_DOCUMENT_
>> Begin

[ovs-dev] [PATCH ovn 4/4] ovn-controller: Handle DNAT/no-NAT conntrack tuple collisions.

Mark Gray mark.d.gray at redhat.com
Fri Jun 4 16:11:35 UTC 2021


On 04/06/2021 16:11, Dumitru Ceara wrote:
> On 6/4/21 4:51 PM, Mark Gray wrote:
>> On 03/06/2021 16:06, Dumitru Ceara wrote:
>>> Assuming a load balancer, LB1, with:
>>> - VIP: 42.42.42.42:4242
>>> - backend: 42.42.42.1:2121
>>>
>>> A client might connect to the backend either directly or through the
>>> VIP.  If the first connection is via the VIP and the second connection
>>> is direct but happens to use the same source L4 port, OVN should make
>>> sure that the second connection is SNATed (source port translation) in
>>> order to avoid a tuple collision at commit time.
>>>
>>> For example:
>>> 1. Session via the VIP:
>>>    - original packet: src=42.42.42.2:2000, dst=42.42.42.42:4242
>>>    - after DNAT:      src=42.42.42.2:2000, dst=42.42.42.1:2121
>>> 2. Session directly connected to the backend:
>>>    - original packet: src=42.42.42.2:2000, dst=42.42.42.1:2121
>>>    - in acl stage committing this connection would fail.

>> End

_DATA EXCERPT_
>> Begin

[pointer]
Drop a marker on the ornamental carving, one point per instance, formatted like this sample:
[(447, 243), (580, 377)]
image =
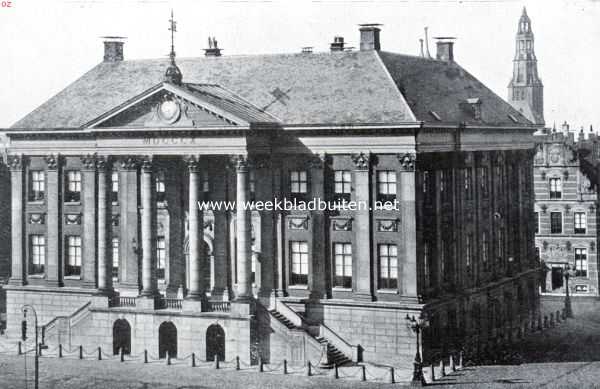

>> End

_TO-DO LIST_
1. In the OVN patch discussion on conntrack tuple collisions, which backend address and port does LB1 have?
2. Continue the OVN patch discussion on conntrack tuple collisions from its last line.

_ANSWERS IN ORDER_
1. 42.42.42.1:2121

2.
>>>
>>> In order to avoid this we now use the all-zero-ip NAT OVS feature when
>>> committing conneections in the ACL stage.  This translates to a no-op
>>> SNAT when there's no tuple collision, and performs source port
>>> translation when a tuple collision would happen.
>>>
>>> We program flows to perform all-zero-ip NAT conditionally, only if the
>>> datapath being used supports it.
>>>
>>> Reported-at: https://bugzilla.redhat.com/1939676
>>> Signed-off-by: Dumitru Ceara <dceara at redhat.com>
>>> ---
>>>  controller/lflow.c            |    1 
>>>  include/ovn/actions.h         |    4 +
>>>  lib/actions.c                 |   34 ++++++++++
>>>  tests/ovn.at                  |    2 -
>>>  tests/system-common-macros.at |    4 +
>>>  tests/system-ovn.at           |  138 +++++++++++++++++++++++++++++++++++++++++
>>>  6 files changed, 180 insertions(+), 3 deletions(-)
>>>
>>> diff --git a/controller/lflow.c b/controller/lflow.c
>>> index 680b8cca1..af6a237d1 100644
>>> --- a/controller/lflow.c
>>> +++ b/controller/lflow.c
>>> @@ -582,6 +582,7 @@ add_matches_to_flow_table(const struct sbrec_logical_flow *lflow,
>>>          .is_switch = datapath_is_switch(dp),
>>>          .group_table = l_ctx_out->group_table,
>>>          .meter_table = l_ctx_out->meter_table,
>>> +        .dp_features = ovs_feature_support_get(),
>>>          .lflow_uuid = lflow->header_.uuid,
>>>  
>>>          .pipeline = ingress ? OVNACT_P_INGRESS : OVNACT_P_EGRESS,
>>> diff --git a/include/ovn/actions.h b/include/ovn/actions.h
>>> index 040213177..35983498b 100644
>>> --- a/include/ovn/actions.h
>>> +++ b/include/ovn/actions.h
>>> @@ -25,6 +25,7 @@
>>>  #include "openvswitch/hmap.h"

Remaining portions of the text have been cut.